WHAT TO PRODUCE =
Render every one of the rows below as a two-column CSV with the header names input and output. Each row's text goes in input and its answer goes in output, each in a single quoted field with line breaks replaced by spaces. Omit the pictures.

MATERIAL FOR THIS TASK =
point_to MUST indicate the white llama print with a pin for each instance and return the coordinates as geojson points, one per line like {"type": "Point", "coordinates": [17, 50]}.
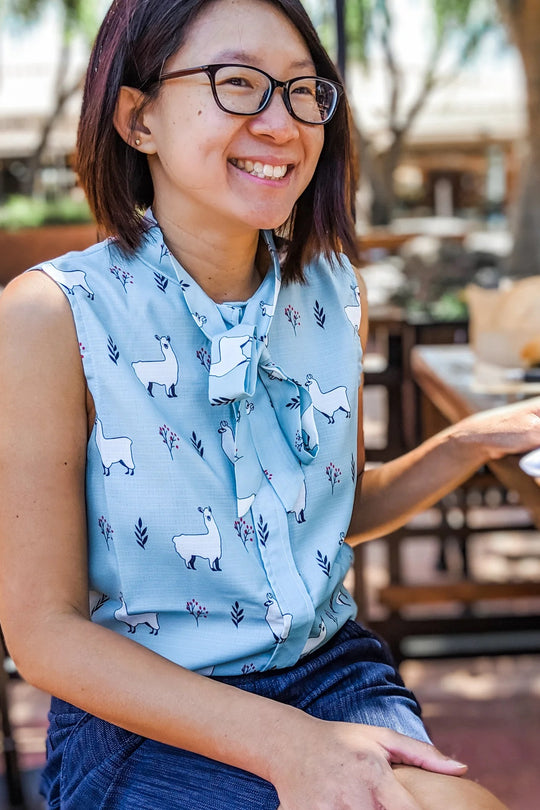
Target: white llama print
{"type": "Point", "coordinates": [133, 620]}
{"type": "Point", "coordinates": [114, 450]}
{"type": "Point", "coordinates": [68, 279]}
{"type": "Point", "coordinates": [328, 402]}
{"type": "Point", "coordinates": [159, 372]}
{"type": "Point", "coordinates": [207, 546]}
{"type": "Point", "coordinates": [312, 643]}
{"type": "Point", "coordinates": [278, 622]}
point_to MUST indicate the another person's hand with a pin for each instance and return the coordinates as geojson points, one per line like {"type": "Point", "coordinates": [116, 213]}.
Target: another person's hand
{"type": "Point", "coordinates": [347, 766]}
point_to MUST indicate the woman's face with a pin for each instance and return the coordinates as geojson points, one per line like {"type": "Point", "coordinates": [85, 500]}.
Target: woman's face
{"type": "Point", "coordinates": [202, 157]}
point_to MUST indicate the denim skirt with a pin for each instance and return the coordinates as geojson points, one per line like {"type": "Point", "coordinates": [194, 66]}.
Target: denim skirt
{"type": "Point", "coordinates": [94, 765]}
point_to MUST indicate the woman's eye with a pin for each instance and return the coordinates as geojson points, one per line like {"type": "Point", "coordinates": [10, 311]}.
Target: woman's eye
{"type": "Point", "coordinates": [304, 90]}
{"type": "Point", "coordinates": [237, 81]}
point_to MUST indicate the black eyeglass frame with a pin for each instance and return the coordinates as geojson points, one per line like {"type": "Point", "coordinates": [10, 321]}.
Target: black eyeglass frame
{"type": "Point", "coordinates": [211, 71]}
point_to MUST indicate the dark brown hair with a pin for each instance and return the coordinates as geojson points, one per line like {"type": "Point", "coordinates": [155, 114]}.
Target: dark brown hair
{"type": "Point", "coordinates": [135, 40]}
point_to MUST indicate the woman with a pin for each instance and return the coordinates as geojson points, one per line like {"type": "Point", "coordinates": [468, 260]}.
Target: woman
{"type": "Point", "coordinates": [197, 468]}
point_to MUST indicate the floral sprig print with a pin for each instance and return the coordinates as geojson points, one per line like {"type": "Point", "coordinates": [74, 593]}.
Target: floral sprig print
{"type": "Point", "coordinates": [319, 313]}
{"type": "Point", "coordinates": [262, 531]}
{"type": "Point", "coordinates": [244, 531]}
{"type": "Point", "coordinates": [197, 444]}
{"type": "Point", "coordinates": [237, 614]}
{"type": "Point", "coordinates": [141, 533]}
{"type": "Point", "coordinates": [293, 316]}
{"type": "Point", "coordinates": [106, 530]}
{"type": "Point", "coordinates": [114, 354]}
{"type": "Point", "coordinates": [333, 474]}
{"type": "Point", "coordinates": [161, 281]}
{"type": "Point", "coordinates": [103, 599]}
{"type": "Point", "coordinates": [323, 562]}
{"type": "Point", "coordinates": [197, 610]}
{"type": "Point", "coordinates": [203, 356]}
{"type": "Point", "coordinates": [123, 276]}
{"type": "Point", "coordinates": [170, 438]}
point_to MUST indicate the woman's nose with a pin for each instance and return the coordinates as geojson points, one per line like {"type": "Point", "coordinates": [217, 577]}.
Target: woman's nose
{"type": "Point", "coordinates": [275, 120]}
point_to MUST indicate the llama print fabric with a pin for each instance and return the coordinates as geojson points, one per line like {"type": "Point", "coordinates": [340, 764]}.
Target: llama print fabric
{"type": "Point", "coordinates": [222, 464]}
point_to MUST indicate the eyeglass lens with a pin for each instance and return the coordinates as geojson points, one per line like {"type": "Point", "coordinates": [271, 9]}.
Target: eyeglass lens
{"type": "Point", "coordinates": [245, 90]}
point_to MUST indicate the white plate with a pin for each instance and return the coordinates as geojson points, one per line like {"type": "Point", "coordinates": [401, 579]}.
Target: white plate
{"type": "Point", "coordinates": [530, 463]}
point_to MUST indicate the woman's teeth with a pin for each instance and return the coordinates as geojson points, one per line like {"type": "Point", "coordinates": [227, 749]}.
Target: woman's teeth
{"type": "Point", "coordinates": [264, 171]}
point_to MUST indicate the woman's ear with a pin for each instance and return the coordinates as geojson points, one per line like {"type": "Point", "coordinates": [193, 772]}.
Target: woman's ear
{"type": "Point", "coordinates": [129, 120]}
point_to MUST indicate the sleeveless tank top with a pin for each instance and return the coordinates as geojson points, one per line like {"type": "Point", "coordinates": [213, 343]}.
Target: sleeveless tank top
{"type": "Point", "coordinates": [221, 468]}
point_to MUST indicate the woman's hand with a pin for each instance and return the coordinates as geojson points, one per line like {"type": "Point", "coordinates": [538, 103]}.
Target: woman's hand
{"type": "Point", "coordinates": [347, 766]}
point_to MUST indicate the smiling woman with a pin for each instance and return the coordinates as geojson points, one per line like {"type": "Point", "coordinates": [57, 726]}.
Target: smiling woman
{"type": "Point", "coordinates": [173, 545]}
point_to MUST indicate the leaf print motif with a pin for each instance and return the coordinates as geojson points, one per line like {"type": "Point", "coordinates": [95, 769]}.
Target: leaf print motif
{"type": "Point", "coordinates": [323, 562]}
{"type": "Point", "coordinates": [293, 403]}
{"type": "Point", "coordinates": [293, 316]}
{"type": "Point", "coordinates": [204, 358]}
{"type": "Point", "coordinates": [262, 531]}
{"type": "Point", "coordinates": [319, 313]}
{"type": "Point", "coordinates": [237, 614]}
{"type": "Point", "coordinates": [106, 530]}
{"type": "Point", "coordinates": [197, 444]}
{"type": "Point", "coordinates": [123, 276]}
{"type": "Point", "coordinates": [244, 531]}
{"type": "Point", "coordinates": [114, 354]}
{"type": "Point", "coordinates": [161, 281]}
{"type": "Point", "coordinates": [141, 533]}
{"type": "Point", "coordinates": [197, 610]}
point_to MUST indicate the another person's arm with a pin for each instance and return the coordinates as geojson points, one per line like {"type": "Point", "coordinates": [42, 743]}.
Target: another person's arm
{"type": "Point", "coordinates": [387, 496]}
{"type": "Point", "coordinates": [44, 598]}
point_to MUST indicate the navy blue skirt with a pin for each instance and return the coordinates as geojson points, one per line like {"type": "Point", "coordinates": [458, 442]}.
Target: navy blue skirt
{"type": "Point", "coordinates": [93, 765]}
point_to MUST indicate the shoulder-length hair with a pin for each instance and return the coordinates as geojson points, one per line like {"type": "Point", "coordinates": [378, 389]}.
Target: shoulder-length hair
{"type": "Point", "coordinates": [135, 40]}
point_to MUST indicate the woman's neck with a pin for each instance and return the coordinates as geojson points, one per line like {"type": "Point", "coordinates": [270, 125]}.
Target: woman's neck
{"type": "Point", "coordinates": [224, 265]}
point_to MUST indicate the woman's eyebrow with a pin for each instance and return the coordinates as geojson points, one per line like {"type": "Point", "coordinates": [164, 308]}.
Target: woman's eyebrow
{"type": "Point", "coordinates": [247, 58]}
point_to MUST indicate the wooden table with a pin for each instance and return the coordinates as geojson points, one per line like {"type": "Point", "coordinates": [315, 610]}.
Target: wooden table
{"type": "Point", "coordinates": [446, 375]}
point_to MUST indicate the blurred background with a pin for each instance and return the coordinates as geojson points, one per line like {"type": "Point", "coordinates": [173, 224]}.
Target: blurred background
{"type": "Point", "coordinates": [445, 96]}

RESULT FOR THIS EXERCISE =
input,output
"point_to MUST indicate the white llama print with a pin for each instance and return the coordinates as geojson points, one per line like {""type"": ""Point"", ""coordinates"": [17, 50]}. Target: white llama print","{""type"": ""Point"", ""coordinates"": [133, 620]} {""type"": ""Point"", ""coordinates"": [114, 450]} {""type"": ""Point"", ""coordinates"": [68, 279]} {""type"": ""Point"", ""coordinates"": [328, 402]} {""type"": ""Point"", ""coordinates"": [159, 372]} {""type"": ""Point"", ""coordinates"": [207, 546]} {""type"": ""Point"", ""coordinates"": [312, 643]} {""type"": ""Point"", ""coordinates"": [278, 622]}"
"point_to MUST indicate the another person's hand with a pin for each instance and return the coordinates as geojson points, one per line like {""type"": ""Point"", ""coordinates"": [116, 213]}. Target: another person's hand","{""type"": ""Point"", ""coordinates"": [347, 766]}"
"point_to MUST indicate the woman's face with a pin for each instance and return the coordinates as geojson points, one per line like {""type"": ""Point"", ""coordinates"": [85, 500]}. Target: woman's face","{""type"": ""Point"", ""coordinates"": [202, 157]}"
"point_to MUST indicate the denim skirt with a pin for each instance and return the coordinates as geojson points, one per line like {""type"": ""Point"", ""coordinates"": [194, 66]}. Target: denim skirt","{""type"": ""Point"", ""coordinates"": [94, 765]}"
"point_to MUST indicate the woman's eye with a pin for each instance and return the coordinates as geojson points, one per line like {""type"": ""Point"", ""coordinates"": [10, 311]}. Target: woman's eye","{""type"": ""Point"", ""coordinates"": [304, 90]} {""type"": ""Point"", ""coordinates"": [237, 81]}"
"point_to MUST indicate the black eyeglass frame with a pin for each instance and return the coordinates as geojson points, one per line like {""type"": ""Point"", ""coordinates"": [10, 321]}. Target: black eyeglass frame","{""type"": ""Point"", ""coordinates"": [211, 71]}"
"point_to MUST indicate the dark brown hair with a pin for each instance and return the coordinates as geojson points, one per line like {""type"": ""Point"", ""coordinates"": [155, 114]}. Target: dark brown hair","{""type"": ""Point"", ""coordinates"": [135, 40]}"
"point_to MUST indicate the woman with a pin for each instance and return the coordinates as geojson points, one per line like {""type"": ""Point"", ""coordinates"": [468, 260]}. Target: woman","{""type"": ""Point"", ""coordinates"": [197, 468]}"
"point_to MUST indicate the floral sprig print with a pin for each instance and return the coordinates as geojson points, one per line like {""type"": ""Point"", ""coordinates"": [74, 593]}. Target: floral sprig print","{""type"": ""Point"", ""coordinates"": [319, 313]} {""type"": ""Point"", ""coordinates"": [262, 531]} {""type"": ""Point"", ""coordinates"": [244, 531]} {""type"": ""Point"", ""coordinates"": [197, 444]} {""type"": ""Point"", ""coordinates"": [237, 614]} {""type"": ""Point"", ""coordinates"": [141, 533]} {""type"": ""Point"", ""coordinates"": [293, 316]} {""type"": ""Point"", ""coordinates"": [106, 530]} {""type"": ""Point"", ""coordinates"": [114, 354]} {""type"": ""Point"", ""coordinates"": [333, 474]} {""type"": ""Point"", ""coordinates"": [161, 281]} {""type"": ""Point"", ""coordinates"": [103, 599]} {""type"": ""Point"", ""coordinates"": [323, 562]} {""type"": ""Point"", ""coordinates"": [197, 610]} {""type"": ""Point"", ""coordinates"": [203, 356]} {""type"": ""Point"", ""coordinates"": [123, 276]} {""type"": ""Point"", ""coordinates"": [170, 438]}"
"point_to MUST indicate the woman's nose with a pin for each instance and return the coordinates as geojson points, one per line like {""type"": ""Point"", ""coordinates"": [217, 577]}. Target: woman's nose","{""type"": ""Point"", ""coordinates"": [275, 120]}"
"point_to MUST indicate the llama print fabric with a pin for each instance and return the coordinates as geojson points, one per line like {""type"": ""Point"", ""coordinates"": [340, 764]}. Target: llama print fabric","{""type"": ""Point"", ""coordinates"": [222, 464]}"
"point_to MUST indicate the eyeglass lens with a pin for each instance and return the coordinates as geojson points, one per line like {""type"": ""Point"", ""coordinates"": [271, 9]}. Target: eyeglass lens","{""type"": ""Point"", ""coordinates"": [245, 90]}"
"point_to MUST indicate the white plate with a pin for each instance and return the coordinates as geojson points, one per line like {""type"": ""Point"", ""coordinates"": [401, 579]}. Target: white plate","{""type"": ""Point"", ""coordinates"": [530, 463]}"
"point_to MUST indicate the woman's teeth with a pin for each instance and return the coordinates as geojson points, one per line like {""type"": ""Point"", ""coordinates"": [227, 749]}. Target: woman's teeth","{""type"": ""Point"", ""coordinates"": [264, 171]}"
"point_to MUST indicate the woman's ear with a pin for each instance and return the coordinates as geojson points, one per line like {""type"": ""Point"", ""coordinates"": [193, 772]}. Target: woman's ear","{""type"": ""Point"", ""coordinates"": [129, 120]}"
"point_to MUST indicate the sleeveless tank top with a pin for each instance and return the coordinates as geojson points, one per line like {""type"": ""Point"", ""coordinates"": [213, 343]}. Target: sleeveless tank top","{""type"": ""Point"", ""coordinates"": [221, 468]}"
"point_to MUST indicate the woman's hand with a pin for each instance and return the coordinates as geojson points, one per line like {""type"": ""Point"", ""coordinates"": [538, 103]}. Target: woman's hand","{""type"": ""Point"", ""coordinates"": [347, 766]}"
"point_to MUST indicate the smiling woman with a pin for each instance and return the coordinates as geojson points, one per line like {""type"": ""Point"", ""coordinates"": [57, 726]}. Target: smiling woman","{""type"": ""Point"", ""coordinates"": [173, 545]}"
"point_to MUST indicate the leaf print motif with a pin for each instance and return the coordinates as geojson points, one per line like {""type"": ""Point"", ""coordinates"": [95, 769]}. Target: leaf print motif","{""type"": ""Point"", ""coordinates"": [323, 562]} {""type"": ""Point"", ""coordinates"": [293, 403]} {""type"": ""Point"", ""coordinates"": [293, 316]} {""type"": ""Point"", ""coordinates"": [204, 358]} {""type"": ""Point"", ""coordinates"": [262, 531]} {""type"": ""Point"", ""coordinates"": [319, 313]} {""type"": ""Point"", ""coordinates"": [237, 614]} {""type"": ""Point"", ""coordinates"": [106, 530]} {""type"": ""Point"", ""coordinates"": [197, 444]} {""type"": ""Point"", ""coordinates"": [123, 276]} {""type"": ""Point"", ""coordinates"": [244, 531]} {""type"": ""Point"", ""coordinates"": [114, 354]} {""type"": ""Point"", ""coordinates"": [161, 281]} {""type"": ""Point"", ""coordinates"": [141, 533]} {""type"": ""Point"", ""coordinates"": [197, 610]}"
"point_to MUST indicate the another person's arm with a pin for each instance and return the coordinates as geojson points, one per line like {""type"": ""Point"", ""coordinates"": [42, 743]}. Target: another person's arm","{""type"": ""Point"", ""coordinates"": [387, 496]} {""type"": ""Point"", ""coordinates"": [44, 598]}"
"point_to MUST indicate the navy blue skirt with a pin for each instance and return the coordinates as geojson points, one per line like {""type"": ""Point"", ""coordinates"": [458, 442]}. Target: navy blue skirt","{""type"": ""Point"", ""coordinates"": [93, 765]}"
"point_to MUST indicate the shoulder-length hair with a pin for each instance and return the coordinates as geojson points, one per line like {""type"": ""Point"", ""coordinates"": [378, 389]}. Target: shoulder-length hair","{""type"": ""Point"", ""coordinates"": [135, 40]}"
"point_to MUST indicate the woman's neck with a pin for each instance and return the coordinates as geojson points, one per line like {""type"": ""Point"", ""coordinates"": [270, 125]}. Target: woman's neck","{""type"": ""Point"", ""coordinates"": [224, 265]}"
"point_to MUST indicate the woman's eyebrow with a pin for each instance and return the coordinates as geojson points, one per line like {""type"": ""Point"", ""coordinates"": [164, 308]}. Target: woman's eyebrow","{""type"": ""Point"", ""coordinates"": [247, 58]}"
"point_to MUST indicate the wooden table with a pin for each instance and return the coordinates as geojson points, one per line like {""type"": ""Point"", ""coordinates"": [315, 610]}. Target: wooden table","{""type"": ""Point"", ""coordinates"": [446, 375]}"
"point_to MUST indicate the blurred background with a pin for each instance and return the coordinates as geojson points, one per line like {""type"": ""Point"", ""coordinates"": [173, 224]}. Target: blurred background","{""type"": ""Point"", ""coordinates"": [445, 96]}"